Bahan Tugas>
※
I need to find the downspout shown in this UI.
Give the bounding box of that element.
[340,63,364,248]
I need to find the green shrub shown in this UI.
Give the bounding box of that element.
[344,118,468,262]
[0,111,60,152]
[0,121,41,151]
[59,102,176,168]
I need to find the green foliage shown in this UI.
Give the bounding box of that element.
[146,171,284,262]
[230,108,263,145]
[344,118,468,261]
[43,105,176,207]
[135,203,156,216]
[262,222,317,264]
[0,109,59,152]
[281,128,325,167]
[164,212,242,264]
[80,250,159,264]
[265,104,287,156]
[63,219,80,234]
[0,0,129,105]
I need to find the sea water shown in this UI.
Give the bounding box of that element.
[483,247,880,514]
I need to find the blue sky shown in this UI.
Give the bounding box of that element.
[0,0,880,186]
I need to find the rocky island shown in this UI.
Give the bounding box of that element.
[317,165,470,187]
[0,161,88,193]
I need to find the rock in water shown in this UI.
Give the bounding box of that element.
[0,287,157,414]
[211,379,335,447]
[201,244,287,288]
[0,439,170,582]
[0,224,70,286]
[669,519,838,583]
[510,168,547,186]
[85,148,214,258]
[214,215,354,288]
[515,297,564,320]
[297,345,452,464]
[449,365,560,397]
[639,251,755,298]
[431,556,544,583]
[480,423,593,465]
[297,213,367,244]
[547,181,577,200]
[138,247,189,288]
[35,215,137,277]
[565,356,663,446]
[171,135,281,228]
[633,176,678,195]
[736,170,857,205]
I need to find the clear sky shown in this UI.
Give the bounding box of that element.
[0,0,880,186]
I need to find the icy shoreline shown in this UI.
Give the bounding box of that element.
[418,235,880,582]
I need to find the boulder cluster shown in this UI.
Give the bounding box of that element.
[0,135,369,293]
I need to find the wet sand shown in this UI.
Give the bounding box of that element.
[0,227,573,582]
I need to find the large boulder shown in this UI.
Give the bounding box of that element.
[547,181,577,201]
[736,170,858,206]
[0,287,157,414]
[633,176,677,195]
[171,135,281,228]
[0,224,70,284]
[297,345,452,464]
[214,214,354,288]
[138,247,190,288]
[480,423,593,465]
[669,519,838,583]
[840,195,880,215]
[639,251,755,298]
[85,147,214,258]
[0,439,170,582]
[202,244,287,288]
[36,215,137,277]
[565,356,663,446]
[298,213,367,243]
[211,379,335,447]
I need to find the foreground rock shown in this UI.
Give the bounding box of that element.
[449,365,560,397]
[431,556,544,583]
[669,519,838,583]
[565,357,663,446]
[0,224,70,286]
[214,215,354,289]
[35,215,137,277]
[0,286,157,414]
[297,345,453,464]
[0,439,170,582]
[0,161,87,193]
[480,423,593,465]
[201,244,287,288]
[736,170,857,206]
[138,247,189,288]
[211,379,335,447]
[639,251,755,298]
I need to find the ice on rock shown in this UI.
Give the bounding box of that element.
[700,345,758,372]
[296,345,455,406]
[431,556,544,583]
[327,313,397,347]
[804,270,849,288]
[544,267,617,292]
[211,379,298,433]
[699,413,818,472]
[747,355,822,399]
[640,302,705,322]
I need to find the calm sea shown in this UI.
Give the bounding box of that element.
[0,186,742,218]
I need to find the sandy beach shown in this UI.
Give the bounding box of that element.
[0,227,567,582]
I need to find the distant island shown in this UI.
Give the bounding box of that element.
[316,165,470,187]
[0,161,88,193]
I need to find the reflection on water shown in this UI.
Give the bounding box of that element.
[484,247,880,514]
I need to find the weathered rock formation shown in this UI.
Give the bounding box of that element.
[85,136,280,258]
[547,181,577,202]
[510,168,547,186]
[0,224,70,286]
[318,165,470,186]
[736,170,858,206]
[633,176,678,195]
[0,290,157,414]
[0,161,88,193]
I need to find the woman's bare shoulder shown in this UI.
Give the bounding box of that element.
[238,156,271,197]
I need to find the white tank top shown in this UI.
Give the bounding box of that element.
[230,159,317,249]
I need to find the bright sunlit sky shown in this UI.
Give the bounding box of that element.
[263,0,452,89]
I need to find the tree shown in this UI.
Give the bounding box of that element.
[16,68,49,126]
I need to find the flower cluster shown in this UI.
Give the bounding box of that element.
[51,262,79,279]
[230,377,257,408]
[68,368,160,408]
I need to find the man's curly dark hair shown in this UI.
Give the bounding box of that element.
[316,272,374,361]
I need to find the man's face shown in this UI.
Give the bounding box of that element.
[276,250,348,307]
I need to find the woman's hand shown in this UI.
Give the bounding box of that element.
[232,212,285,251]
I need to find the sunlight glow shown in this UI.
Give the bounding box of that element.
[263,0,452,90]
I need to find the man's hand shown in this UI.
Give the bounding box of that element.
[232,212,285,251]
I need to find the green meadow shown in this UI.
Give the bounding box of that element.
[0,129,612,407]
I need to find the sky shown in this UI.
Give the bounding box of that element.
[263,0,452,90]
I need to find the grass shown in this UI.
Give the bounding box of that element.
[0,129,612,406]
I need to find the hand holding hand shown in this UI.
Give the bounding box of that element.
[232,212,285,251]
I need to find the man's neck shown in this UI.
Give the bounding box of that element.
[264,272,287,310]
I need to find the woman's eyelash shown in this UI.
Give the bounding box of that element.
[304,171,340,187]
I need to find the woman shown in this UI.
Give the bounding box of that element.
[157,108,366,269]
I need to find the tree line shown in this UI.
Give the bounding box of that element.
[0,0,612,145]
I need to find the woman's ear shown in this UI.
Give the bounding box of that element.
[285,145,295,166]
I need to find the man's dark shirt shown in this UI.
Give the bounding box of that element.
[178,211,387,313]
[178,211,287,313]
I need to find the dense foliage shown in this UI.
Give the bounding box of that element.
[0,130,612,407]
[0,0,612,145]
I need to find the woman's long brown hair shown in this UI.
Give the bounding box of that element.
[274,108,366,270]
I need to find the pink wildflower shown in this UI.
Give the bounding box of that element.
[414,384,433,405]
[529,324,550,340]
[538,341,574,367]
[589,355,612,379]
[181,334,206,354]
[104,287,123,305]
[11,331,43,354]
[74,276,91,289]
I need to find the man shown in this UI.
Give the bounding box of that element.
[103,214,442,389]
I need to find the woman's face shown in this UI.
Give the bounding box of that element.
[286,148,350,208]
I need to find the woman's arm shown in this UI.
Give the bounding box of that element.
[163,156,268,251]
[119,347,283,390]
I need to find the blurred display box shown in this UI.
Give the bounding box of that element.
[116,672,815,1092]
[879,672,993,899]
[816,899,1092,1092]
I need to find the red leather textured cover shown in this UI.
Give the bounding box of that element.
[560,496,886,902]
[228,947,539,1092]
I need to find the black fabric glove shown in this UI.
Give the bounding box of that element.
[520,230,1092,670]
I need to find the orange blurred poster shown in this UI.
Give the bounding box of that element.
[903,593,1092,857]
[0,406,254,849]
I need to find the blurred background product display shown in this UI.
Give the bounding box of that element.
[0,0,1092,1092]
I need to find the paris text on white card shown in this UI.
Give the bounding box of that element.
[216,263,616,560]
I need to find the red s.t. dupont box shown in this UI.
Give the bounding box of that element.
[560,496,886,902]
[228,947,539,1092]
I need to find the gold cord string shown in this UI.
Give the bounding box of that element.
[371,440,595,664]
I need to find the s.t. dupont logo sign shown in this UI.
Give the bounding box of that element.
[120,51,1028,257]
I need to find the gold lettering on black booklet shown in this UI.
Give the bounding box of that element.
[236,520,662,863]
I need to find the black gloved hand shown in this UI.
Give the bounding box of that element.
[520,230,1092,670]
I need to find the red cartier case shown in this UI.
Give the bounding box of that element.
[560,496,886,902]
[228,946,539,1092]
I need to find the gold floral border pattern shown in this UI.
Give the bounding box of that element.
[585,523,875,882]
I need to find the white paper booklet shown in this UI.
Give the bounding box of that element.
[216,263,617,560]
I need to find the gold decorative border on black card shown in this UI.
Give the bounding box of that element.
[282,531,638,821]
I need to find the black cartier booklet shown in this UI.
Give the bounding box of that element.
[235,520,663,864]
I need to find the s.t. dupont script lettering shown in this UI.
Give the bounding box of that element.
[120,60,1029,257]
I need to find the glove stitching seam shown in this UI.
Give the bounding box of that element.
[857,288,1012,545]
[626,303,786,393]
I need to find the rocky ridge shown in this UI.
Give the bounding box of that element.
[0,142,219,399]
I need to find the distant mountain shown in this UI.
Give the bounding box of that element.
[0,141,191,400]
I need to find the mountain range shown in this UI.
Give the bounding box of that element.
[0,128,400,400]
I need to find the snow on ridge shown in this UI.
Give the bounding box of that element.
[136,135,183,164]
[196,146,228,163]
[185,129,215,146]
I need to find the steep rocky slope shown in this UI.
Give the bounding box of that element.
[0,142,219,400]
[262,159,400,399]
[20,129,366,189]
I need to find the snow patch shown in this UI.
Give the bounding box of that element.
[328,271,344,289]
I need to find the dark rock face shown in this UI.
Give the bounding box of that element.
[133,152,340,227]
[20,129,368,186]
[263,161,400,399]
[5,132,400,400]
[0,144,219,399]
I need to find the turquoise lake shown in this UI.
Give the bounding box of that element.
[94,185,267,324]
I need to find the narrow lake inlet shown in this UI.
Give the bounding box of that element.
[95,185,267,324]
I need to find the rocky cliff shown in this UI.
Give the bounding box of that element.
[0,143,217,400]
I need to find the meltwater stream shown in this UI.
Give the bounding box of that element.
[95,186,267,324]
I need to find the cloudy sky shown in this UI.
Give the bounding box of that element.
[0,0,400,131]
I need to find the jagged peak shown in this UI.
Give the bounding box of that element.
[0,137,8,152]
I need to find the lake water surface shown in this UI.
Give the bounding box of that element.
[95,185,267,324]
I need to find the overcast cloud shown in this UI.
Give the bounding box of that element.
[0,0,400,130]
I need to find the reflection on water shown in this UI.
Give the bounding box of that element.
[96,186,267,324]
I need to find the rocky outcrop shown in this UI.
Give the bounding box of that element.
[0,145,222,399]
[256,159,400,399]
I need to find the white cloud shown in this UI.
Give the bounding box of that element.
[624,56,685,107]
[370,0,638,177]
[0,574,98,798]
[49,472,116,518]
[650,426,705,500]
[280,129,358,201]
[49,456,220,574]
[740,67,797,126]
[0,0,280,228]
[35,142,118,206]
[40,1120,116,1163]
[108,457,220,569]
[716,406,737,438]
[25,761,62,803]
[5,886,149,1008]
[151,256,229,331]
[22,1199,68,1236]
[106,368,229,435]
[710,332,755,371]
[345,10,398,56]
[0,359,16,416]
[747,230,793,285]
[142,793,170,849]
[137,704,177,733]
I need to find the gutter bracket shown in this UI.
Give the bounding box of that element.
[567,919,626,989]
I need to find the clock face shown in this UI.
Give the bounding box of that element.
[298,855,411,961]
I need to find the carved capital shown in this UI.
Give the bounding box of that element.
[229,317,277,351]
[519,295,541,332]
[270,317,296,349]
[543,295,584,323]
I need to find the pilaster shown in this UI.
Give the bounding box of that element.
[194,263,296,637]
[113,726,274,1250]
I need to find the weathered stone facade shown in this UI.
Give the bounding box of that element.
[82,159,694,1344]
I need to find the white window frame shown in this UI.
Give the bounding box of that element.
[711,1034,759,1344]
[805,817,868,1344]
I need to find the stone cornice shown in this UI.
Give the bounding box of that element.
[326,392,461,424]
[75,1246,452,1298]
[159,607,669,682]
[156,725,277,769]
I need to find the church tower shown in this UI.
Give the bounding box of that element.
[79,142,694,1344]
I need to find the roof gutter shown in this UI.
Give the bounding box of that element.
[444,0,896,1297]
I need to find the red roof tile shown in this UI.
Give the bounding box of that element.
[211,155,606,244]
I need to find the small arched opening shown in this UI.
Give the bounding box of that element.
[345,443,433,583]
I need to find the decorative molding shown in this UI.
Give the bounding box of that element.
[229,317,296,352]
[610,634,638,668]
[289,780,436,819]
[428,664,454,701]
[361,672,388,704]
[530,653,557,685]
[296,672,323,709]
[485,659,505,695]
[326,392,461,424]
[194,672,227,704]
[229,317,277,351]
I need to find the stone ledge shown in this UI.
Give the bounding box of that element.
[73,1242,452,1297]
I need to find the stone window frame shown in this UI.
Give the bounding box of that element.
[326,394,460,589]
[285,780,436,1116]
※
Yang Harus Dikerjakan> Ubah skala bagian data yang dibuka dengan baris berisi "I need to find the flower" dan ditutup dengan baris berisi "[0,129,612,406]", kedua baris itu ikut, lalu tulis ulang hanya baris-baris tersebut. Setiap angka koordinat kotak pembatas dikalikan 0,95 dan dibulatkan ke bilangan bulat (setengah dibulatkan ke atas), sedangkan baris lainnya tetap sama.

Hasil Lengkap>
I need to find the flower cluster shown in this UI.
Give the bounding box of that element.
[48,249,75,265]
[219,358,244,388]
[65,350,152,388]
I need to find the man's curly dark hair shown in this UI.
Give the bounding box of that element.
[300,258,355,343]
I need to find the man's face shown in this UI.
Give the bounding box of that element.
[262,238,331,292]
I need to find the woman's hand shown in this UI.
Give the bounding box of that element.
[220,201,271,238]
I need to find the sunlight glow shown in this UI.
Give the bounding box of that element.
[250,0,429,86]
I need to find the man's hand shown in this UI.
Give the bounding box of that element.
[220,201,271,238]
I need to find the green meadow shown in this UI.
Give the bounding box of that element.
[0,123,581,387]
I need to find the sky shown in this UI.
Give the bounding box of that element.
[250,0,429,86]
I need to find the grass shown in this UI.
Give the bounding box of that element.
[0,123,581,386]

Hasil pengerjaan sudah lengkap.